> [Requirement]
Write out precisely the lines beginning with the line that contains "Place one point on every instance of the mossy" and ending with the last line of the entries, and no other lines.

> [Extracted material]
:::::

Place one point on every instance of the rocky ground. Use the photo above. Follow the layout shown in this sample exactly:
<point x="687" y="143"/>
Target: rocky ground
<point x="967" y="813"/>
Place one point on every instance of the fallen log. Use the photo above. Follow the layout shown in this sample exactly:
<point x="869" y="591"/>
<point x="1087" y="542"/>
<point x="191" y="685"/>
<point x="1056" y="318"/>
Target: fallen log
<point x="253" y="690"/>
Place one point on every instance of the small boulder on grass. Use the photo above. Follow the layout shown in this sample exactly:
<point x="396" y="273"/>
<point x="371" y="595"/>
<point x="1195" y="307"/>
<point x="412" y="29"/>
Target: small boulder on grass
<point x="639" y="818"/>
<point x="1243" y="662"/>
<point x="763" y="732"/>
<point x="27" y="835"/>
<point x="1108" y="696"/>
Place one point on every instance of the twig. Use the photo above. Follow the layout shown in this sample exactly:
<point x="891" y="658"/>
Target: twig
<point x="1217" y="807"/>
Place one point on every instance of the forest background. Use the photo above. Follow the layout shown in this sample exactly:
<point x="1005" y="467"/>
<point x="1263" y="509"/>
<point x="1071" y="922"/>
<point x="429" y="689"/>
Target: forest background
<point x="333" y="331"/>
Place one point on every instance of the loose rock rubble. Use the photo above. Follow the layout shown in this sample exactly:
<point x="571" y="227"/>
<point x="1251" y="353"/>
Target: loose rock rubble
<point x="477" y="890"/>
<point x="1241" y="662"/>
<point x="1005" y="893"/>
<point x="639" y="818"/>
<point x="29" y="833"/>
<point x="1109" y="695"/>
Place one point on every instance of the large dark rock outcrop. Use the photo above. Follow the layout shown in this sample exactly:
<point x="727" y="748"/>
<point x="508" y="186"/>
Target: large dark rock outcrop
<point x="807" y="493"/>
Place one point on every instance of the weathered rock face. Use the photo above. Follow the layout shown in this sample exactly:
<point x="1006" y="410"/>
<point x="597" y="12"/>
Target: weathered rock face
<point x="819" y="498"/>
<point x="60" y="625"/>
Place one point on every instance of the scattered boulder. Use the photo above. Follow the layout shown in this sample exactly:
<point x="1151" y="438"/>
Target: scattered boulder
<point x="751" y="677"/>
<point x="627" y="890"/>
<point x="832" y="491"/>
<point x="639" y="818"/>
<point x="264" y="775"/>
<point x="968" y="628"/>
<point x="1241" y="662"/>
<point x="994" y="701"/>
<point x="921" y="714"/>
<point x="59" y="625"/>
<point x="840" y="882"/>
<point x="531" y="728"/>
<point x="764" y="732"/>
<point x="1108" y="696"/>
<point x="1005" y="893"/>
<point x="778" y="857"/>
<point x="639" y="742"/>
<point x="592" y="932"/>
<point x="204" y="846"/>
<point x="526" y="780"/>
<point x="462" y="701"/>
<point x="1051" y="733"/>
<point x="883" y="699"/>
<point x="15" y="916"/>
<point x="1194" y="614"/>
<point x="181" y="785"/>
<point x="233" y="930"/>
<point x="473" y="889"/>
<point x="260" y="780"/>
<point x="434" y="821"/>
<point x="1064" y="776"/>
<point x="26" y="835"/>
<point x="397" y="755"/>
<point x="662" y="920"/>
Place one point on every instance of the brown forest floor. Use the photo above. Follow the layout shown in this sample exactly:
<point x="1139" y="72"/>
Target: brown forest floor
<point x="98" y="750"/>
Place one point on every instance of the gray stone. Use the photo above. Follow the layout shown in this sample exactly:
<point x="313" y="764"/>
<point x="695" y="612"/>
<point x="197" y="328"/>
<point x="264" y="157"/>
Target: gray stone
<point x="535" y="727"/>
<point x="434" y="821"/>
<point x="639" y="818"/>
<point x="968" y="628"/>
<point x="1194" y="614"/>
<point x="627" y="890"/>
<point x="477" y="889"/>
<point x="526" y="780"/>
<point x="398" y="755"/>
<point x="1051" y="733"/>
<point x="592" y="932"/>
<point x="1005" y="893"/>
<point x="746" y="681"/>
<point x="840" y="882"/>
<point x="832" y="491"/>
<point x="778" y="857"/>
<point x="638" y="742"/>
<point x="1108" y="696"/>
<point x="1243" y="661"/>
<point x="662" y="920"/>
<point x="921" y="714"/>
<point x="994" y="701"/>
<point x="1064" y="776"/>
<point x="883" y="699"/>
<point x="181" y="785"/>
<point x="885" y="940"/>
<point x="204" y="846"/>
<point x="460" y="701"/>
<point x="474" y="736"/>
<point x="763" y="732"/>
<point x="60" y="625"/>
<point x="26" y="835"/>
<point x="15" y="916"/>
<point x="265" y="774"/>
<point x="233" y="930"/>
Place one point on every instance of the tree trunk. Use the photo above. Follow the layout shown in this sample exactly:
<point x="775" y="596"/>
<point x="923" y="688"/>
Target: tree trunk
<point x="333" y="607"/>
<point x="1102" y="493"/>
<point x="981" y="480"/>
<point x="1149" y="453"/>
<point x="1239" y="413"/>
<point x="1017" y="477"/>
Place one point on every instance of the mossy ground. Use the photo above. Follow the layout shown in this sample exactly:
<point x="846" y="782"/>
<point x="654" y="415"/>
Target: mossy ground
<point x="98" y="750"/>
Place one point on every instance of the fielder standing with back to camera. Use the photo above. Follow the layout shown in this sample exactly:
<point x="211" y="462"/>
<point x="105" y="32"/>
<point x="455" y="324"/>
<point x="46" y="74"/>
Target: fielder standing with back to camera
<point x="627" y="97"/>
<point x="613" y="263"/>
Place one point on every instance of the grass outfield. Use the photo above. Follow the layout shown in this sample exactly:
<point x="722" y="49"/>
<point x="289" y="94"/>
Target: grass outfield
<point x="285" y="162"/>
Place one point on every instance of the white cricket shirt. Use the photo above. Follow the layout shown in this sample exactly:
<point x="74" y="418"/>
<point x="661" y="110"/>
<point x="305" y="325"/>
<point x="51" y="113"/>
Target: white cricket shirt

:::::

> [Written reply]
Place one point on every instance of the mossy ground. Use the photo above. Follow the layout shown in this sample exactly:
<point x="846" y="782"/>
<point x="654" y="415"/>
Target: mossy ground
<point x="98" y="750"/>
Place one point on every instance of the fielder standing with back to camera. Use the photo above. Follow the layout shown in this sample exactly:
<point x="211" y="462"/>
<point x="105" y="32"/>
<point x="455" y="324"/>
<point x="46" y="74"/>
Target: fielder standing with back to camera
<point x="627" y="97"/>
<point x="613" y="263"/>
Place one point on every instance of the grass outfield. Use the photo above. Follow the layout shown in this sample exactly:
<point x="722" y="49"/>
<point x="289" y="94"/>
Target: grass outfield
<point x="285" y="162"/>
Place one point on every instance of the white cricket shirt. Use the photo above. Follow the layout shown in this sample exactly:
<point x="74" y="418"/>
<point x="661" y="110"/>
<point x="305" y="325"/>
<point x="51" y="113"/>
Target: white cricket shirt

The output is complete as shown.